**QUOTED TEXT**
# I'm audited for Tuition / Education Credits



## downloadduckss (Aug 5, 2011)

Hi, what are you thoughts on my situation?

I worked full-time, and studied part-time for my MBA in the 2011 tax year. For tax purposes the school deemed my studies to be a Full-Time student. Now my work reimbursed 50% of the cost of my tuition (via reimbursement of expenses), and on my tax return, I did NOT include the reimbursed amounts I received in my my income because I only claimed 50% of tuition credits in 2011. (also because my employer did not include the amount of reimbursement in my pay stub).

For tax year 2011, my employer's T4 did not include the reimbursed tuition amounts. For tuition credits, I've only claimed 50%, and 100% in education/textbook credits.

The reason I claimed 100% credits for education/textbook was I thought that is related to the status of the student (part-time vs full-time)

Is the above the right treatment? because the CRA is asking for me to submit my backups. 

Many thanks!


----------



## MoneyGal (Apr 24, 2009)

I don't know the answer to your question. However, I do want to let you know that your return has been selected for *review,* not audit, as part of the CRA matching program. They're just matching your claimed credits to your allowable deductions. Here's more information on the review process: http://www.cra-arc.gc.ca/tx/ndvdls/tpcs/ncm-tx/rvws/menu-eng.html


----------



## stardancer (Apr 26, 2009)

Write a letter to accompany your T2202a, explaining that you were reimbursed 50% of your tuition by your employer; that difference is probably what set off the review. Tell them you claimed 100% of the education/textbook credits because the T2202a has full-time checked off; do not mention anything about being full or part time. Fax the letter with the T2202a to the number provided on the review request; make sure you write the reference number on each piece of paper you fax (or mail); I also fax the first page of the letter with the package.


----------



## TaxGuy (Apr 7, 2009)

The credit cannot be claimed at all if your employer paid all or part of the tuition. If you include the employer amount in your taxable income, then you can claim the full credit. There is no provision of proportional credits.

Look at your T4 to see if the tuition was included in your income. If it was, then claim the whole tuition and education credits. 

You could submit a T1-ADJ to include the employer paid tuition in your income and claim the full credit.


----------



## MoneyGal (Apr 24, 2009)

But wouldn't that leave the OP worse off financially? The tuition credit has to be a max of 15% -- while his or her marginal rate on the tuition (if included as income) would almost certainly be higher. No?


----------



## Young&Ambitious (Aug 11, 2010)

An employer wouldn't be paying for a MBA if it did not relate to the business, so assuming the MBA is benefitting the company it is a valid expense for the company. So the 50% claim of the tax credit is reasonable and furthermore, the OP would not include the employer's contribution towards education in his/her income.


----------



## TaxGuy (Apr 7, 2009)

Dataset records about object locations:
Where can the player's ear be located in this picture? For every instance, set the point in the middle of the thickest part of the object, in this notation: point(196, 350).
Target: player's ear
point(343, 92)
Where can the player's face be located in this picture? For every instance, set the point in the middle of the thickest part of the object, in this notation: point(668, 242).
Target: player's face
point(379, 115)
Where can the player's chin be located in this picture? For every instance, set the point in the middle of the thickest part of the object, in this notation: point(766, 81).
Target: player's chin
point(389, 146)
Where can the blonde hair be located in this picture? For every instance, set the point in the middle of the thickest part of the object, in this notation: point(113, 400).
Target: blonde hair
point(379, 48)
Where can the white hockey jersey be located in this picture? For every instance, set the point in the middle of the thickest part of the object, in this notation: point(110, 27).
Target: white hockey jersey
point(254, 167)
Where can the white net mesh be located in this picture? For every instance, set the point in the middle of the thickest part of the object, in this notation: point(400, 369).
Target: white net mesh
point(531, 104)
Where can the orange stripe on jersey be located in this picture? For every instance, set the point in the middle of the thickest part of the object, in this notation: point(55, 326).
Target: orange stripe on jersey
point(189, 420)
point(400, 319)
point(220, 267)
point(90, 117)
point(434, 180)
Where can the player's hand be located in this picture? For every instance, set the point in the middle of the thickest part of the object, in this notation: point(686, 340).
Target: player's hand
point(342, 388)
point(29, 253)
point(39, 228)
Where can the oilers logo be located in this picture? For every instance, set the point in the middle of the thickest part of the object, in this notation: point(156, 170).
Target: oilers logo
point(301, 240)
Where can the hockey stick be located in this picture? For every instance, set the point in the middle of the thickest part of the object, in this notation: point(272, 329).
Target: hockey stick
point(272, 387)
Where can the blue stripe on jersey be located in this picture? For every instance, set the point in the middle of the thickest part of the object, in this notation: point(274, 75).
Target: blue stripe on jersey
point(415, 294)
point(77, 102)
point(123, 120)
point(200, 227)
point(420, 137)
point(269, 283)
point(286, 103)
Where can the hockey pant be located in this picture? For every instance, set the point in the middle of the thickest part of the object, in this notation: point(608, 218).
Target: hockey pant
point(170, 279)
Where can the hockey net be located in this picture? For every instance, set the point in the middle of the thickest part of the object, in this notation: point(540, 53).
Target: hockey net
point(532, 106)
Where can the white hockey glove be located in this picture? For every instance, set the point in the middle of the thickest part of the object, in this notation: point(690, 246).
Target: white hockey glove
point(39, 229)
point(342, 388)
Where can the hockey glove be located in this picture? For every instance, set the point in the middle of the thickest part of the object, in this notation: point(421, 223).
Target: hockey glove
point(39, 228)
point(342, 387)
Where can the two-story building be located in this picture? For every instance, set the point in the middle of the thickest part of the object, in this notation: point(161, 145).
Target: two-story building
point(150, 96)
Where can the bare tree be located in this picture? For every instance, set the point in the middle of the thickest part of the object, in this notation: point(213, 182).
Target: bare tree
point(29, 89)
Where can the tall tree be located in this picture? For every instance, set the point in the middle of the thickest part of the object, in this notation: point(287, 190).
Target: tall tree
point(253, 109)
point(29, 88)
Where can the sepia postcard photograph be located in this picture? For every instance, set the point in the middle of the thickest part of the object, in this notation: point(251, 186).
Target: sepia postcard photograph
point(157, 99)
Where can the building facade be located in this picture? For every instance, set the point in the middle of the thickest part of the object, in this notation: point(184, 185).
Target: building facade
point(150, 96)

**PROBLEMS TO SOLVE**
**1)** In the forum thread, what does MoneyGal say the return has actually been selected for?
**2)** Can you reproduce the forum thread between "Hi, what are" and "my pay stub).", inclusive?
**3)** Could you turn the paragraph of the forum thread beginning "Write a letter to accompany your T2202a" into a short list that keeps its main facts?
The entries stand apart from the forum thread.

**THE SOLUTIONS**
**1)** A review, not an audit, as part of the CRA matching program.

**2)**
Hi, what are you thoughts on my situation?

I worked full-time, and studied part-time for my MBA in the 2011 tax year. For tax purposes the school deemed my studies to be a Full-Time student. Now my work reimbursed 50% of the cost of my tuition (via reimbursement of expenses), and on my tax return, I did NOT include the reimbursed amounts I received in my my income because I only claimed 50% of tuition credits in 2011. (also because my employer did not include the amount of reimbursement in my pay stub).

**3)**
- Write a letter to go with your T2202a. In it, explain that your employer reimbursed 50% of your tuition, since that difference probably set off the review.
- State that you claimed 100% of the education/textbook credits because the T2202a has full-time checked off. Don't mention being full or part time.
- Fax the letter and the T2202a to the number provided on the review request.
- Write the reference number on each page you fax or mail.
- The writer also faxes the first page of the letter with the package.